The exercise: Extract every line of the items below verbatim, keeping their order but leaving out the pictures.

Data records:

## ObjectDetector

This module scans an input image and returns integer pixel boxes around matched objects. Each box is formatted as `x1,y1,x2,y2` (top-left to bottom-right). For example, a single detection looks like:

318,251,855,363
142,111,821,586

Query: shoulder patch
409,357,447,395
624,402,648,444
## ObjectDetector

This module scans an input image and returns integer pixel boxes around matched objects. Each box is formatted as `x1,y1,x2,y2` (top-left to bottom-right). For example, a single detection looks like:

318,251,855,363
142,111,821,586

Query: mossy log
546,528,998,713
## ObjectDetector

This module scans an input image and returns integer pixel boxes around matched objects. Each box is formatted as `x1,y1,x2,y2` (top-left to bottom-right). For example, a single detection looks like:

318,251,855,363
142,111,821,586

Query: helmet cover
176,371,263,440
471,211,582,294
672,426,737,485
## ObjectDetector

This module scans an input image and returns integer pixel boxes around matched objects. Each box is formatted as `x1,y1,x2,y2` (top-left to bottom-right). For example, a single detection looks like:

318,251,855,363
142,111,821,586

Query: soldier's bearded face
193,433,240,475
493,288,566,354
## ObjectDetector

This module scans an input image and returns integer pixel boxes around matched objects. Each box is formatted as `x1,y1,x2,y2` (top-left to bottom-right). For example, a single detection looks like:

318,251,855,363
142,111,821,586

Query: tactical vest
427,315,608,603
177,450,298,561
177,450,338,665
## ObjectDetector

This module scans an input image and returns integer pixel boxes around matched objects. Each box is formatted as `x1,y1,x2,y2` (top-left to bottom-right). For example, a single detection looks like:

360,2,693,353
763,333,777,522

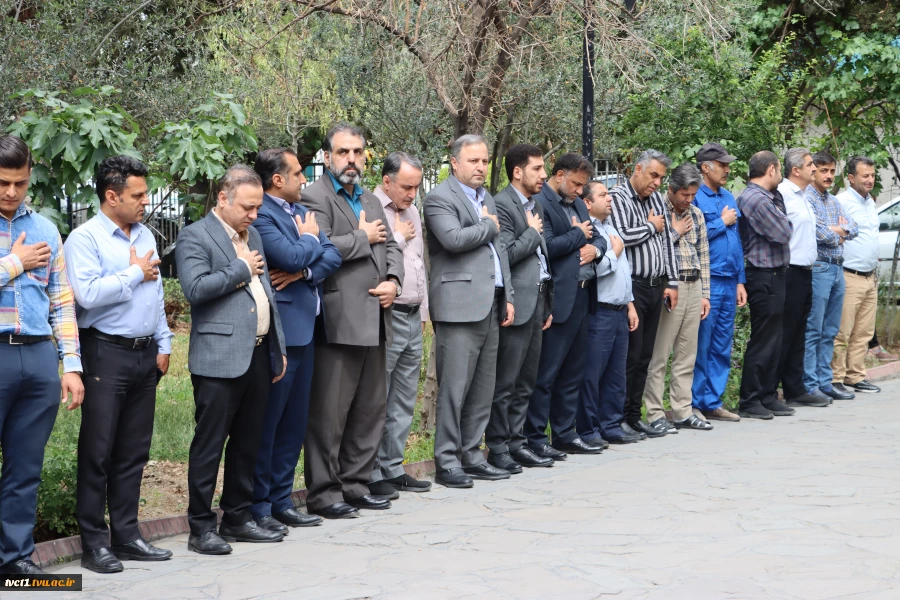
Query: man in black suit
525,153,606,460
485,144,553,473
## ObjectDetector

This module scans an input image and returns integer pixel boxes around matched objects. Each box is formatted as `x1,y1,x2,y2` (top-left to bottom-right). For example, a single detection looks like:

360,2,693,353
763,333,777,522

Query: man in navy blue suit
524,152,607,460
251,148,342,533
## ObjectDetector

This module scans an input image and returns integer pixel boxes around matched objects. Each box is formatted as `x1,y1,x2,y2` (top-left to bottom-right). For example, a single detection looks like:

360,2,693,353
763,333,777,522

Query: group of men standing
0,129,878,574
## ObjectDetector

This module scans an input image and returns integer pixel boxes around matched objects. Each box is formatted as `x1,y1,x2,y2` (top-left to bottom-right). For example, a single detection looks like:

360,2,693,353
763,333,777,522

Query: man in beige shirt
369,152,431,498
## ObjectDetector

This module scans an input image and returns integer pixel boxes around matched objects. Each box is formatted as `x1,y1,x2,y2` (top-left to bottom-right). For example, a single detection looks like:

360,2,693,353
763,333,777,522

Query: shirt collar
325,170,362,200
212,208,249,242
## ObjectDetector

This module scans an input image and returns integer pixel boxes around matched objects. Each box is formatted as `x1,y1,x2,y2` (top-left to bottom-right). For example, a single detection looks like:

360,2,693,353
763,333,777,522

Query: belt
597,302,628,311
631,275,667,287
746,265,787,273
0,334,53,346
78,328,153,350
391,304,419,315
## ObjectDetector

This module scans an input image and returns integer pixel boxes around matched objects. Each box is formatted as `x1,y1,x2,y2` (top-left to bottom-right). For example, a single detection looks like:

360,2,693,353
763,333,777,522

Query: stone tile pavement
21,382,900,600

Reply:
## ObjectDetector

This module scans an input image and returns integer pixel boxes around matched objects. Each box is formatted as `x1,y1,x2,y2` (top-left to bottom-right). For example, a single detection looks like:

318,251,855,363
142,111,821,586

Query: shoulder patch
409,357,447,395
624,402,648,444
## ObjectDetector

This module scans an input image and returns integer pixel boxes around matched objects. Each box is formatted as `x1,y1,x2,y2` (top-left to bottom-right). For example, a single detection looks like:

318,251,855,363
142,111,821,586

Query: mossy log
546,528,998,713
## ObjectDetector

This module scans an input image and returns integer pixel boxes around matched objects. Each box is formatted as `x1,y1,x2,y2` (top-left to bottom-right). For example, a single detection looks like:

318,251,855,363
142,111,821,586

Query: helmet cover
176,371,263,440
471,211,582,294
672,426,737,485
## ObjectDetector

This module scans an input image and returns integer pixel boxes around matched objects. Each box is formatted as `x1,y1,x2,y2` (top-left to bottom-right). For example, a single detection looks like:

318,251,855,363
142,111,821,586

Query: soldier's bearded face
193,433,240,475
493,288,566,354
## ObjectDetector

This module scans an input image and returns integer pixel boxes around matched objects. Each box is formatted as `x1,y1,x2,y2` (top-left to bottom-right). For example, a single detection looks like:

318,251,855,363
142,111,821,586

Query: tactical vest
427,315,608,603
177,450,298,561
177,450,338,665
## ObjectDetector

This module scans an input image and returns integer pixel boxes around matched objects. Each box is formatted as `x1,y1,x2,y2` (top-left to bottom-right). For example, a single detection looks like:

360,2,693,353
763,333,777,522

Query: man in black suit
525,153,606,460
485,144,553,473
## ObjectDetector

This module scans an input image and returns integer pixel boxes around matched objects. Each box is formatted as `x1,y1,x2,y2` (top-left to bottom-right). For example, a single detection looks like:

360,2,693,353
763,333,777,522

Query: man in navy blue suit
524,152,607,460
251,148,342,533
## ObjectDetector

This module scans an input image and returns integer pixel boxes around matched objects. Each box is formatted as `x1,y1,x2,y2` (top-left to bottom-right). For example, a single detection looks like:

360,2,693,353
763,333,777,522

Query: group of men standing
0,129,878,574
## ObjectDetector

This module scans an input image and returns integer pixel boxes around matched objects. Each box is formatted as `x1,y1,x2,y2` (top-left to bottom-right). For example, a single detection looks like:

360,2,693,353
763,333,777,522

Query: man in beige shirt
369,152,431,498
## ObjectDetector

This module scans an input image and returns integer pixel boxes around matched objects. Each box is formatted as `x1,y1,x2,y2` (top-left to bottom-right). For example, a single detection looks like:

360,2,693,353
763,333,777,522

Query: shirt collar
325,170,362,200
212,208,249,242
## ObjectDetector

This module scans an input image and returns integer pixel boxes around matched objects. Each box is formatted as `x1,y1,x2,y2` (top-left to bottom-right). For example, a single detection looks like:

360,2,693,353
763,333,777,522

Query: belt
597,302,628,311
631,275,667,287
746,265,787,273
0,334,53,346
78,328,153,350
391,304,419,315
## ObjectDetector

This module scans an input image and returns integer pixel boxes around matched objects. Each box is formatted as `x1,y1,x2,y2` (top-left to bottom-right). For example, a single detection looks like:

360,2,693,353
763,333,777,522

Query: stone tile pavement
21,382,900,600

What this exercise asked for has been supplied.